Records for this exercise
— begin —

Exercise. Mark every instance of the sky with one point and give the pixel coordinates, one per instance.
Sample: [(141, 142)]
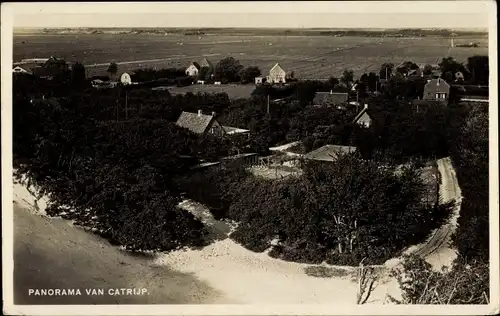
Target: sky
[(327, 14)]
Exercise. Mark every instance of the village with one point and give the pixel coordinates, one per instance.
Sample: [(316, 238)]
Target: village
[(225, 168)]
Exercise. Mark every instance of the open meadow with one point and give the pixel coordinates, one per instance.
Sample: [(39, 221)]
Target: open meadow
[(309, 57)]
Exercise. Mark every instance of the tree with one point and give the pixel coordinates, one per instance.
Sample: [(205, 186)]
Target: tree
[(427, 71), (112, 69), (386, 70), (249, 74), (478, 67), (78, 73), (228, 70), (463, 283), (205, 74), (347, 77)]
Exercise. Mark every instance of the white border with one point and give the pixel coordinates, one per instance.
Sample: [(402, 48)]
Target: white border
[(10, 11)]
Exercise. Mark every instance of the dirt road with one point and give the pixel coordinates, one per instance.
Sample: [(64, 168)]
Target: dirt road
[(50, 253), (436, 250)]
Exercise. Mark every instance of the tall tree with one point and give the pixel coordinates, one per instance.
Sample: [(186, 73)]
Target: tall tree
[(78, 73), (386, 70), (112, 69)]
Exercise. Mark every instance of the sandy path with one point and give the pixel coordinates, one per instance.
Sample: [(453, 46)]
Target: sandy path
[(51, 253), (437, 249)]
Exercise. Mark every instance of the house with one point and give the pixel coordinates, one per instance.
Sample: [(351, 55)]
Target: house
[(459, 76), (246, 158), (330, 98), (277, 74), (200, 123), (234, 130), (329, 152), (363, 118), (125, 79), (193, 69), (436, 90)]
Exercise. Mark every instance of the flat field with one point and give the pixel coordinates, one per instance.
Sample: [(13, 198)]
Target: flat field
[(310, 57)]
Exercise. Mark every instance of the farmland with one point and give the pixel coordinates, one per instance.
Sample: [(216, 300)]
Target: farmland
[(310, 57)]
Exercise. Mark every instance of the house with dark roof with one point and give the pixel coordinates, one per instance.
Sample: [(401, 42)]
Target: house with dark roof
[(329, 152), (330, 98), (193, 69), (200, 123), (364, 118), (436, 90)]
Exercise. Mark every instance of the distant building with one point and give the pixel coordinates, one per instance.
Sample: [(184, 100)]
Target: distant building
[(277, 74), (21, 70), (125, 79), (200, 123), (436, 90), (363, 118), (193, 69), (329, 152), (330, 98)]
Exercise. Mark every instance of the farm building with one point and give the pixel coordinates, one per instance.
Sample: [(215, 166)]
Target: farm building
[(330, 98), (277, 74), (246, 159), (193, 69), (21, 70), (364, 118), (200, 123), (329, 152), (436, 90)]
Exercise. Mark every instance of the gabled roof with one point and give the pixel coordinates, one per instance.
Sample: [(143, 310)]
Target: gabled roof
[(330, 98), (196, 122), (234, 130), (276, 67), (329, 152)]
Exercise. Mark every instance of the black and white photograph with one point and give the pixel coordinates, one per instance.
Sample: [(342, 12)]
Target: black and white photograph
[(250, 158)]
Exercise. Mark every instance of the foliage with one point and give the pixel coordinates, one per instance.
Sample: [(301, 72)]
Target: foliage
[(248, 74), (228, 70), (464, 283), (478, 67), (112, 69)]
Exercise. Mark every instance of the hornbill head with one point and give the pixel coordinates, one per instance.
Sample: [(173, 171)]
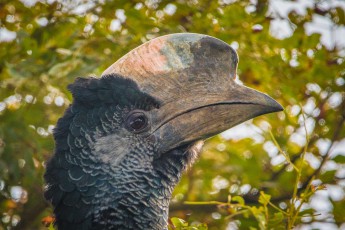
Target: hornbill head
[(122, 145)]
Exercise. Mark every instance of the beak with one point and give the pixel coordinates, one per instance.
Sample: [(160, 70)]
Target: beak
[(198, 117), (192, 77)]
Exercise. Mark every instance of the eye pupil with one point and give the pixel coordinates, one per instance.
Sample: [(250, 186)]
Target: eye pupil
[(137, 121)]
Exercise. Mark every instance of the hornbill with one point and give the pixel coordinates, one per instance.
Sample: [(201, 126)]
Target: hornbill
[(124, 142)]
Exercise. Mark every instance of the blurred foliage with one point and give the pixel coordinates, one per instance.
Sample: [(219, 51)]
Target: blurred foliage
[(258, 181)]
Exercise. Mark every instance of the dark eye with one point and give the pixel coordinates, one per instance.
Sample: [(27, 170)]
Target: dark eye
[(137, 121)]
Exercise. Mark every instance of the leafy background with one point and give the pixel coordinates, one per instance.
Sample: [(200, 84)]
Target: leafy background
[(281, 170)]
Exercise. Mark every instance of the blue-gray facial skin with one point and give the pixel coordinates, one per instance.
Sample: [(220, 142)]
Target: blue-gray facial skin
[(123, 144)]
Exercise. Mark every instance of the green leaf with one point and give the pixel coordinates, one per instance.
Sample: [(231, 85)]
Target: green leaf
[(238, 199), (264, 198), (178, 223)]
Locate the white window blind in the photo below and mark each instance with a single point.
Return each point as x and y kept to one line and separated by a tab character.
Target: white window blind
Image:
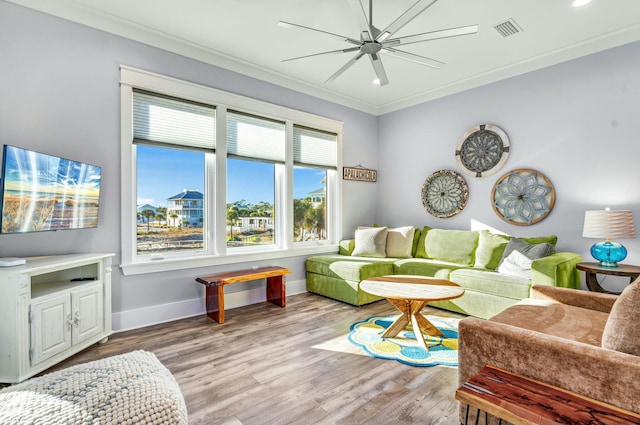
166	120
252	137
314	147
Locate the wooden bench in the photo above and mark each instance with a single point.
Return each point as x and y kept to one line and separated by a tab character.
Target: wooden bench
276	287
525	401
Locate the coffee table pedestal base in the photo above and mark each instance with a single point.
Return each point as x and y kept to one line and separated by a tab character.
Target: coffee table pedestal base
410	310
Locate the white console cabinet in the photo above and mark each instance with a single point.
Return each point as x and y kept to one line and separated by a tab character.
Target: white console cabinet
51	308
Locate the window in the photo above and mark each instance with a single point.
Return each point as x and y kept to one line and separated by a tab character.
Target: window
209	177
255	145
314	155
170	138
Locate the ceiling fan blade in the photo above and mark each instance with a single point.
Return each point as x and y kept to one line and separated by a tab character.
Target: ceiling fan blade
345	67
361	16
381	75
284	24
434	35
412	57
350	49
411	13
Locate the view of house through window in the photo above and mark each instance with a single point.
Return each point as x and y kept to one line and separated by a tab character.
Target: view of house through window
170	212
250	214
309	204
270	183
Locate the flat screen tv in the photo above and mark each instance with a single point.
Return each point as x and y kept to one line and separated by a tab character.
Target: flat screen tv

— end —

Challenge
Recast the data above as a Markdown table with the columns Row and Text, one numbered row per line. Include every line from the first line of the data through the line containing "74), (347, 77)]", both ends included, and omit blank lines and pictures.

Completed exercise
| Row | Text |
|---|---|
| 1 | Exercise. Mark every instance of the sky with one point and give the pixel coordinates, one per instance. |
| 2 | Sample: [(141, 142)] |
| 3 | Target: sky |
| 4 | [(327, 14)] |
| 5 | Exercise. Mark every instance of the village with one point and give the pixel coordinates, one per instance. |
| 6 | Sample: [(316, 238)] |
| 7 | Target: village |
| 8 | [(225, 168)] |
| 9 | Exercise. Mark every instance of the open meadow with one point and give the pixel coordinates, one per instance. |
| 10 | Sample: [(39, 221)] |
| 11 | Target: open meadow |
| 12 | [(309, 57)] |
| 13 | Exercise. Mark every instance of the tree with one point and give the pixel coordinates, one per instance. |
| 14 | Sample: [(205, 186)] |
| 15 | Target: tree |
| 16 | [(427, 71), (112, 69), (386, 70), (249, 74), (478, 67), (78, 73), (228, 70), (463, 283), (205, 74), (347, 77)] |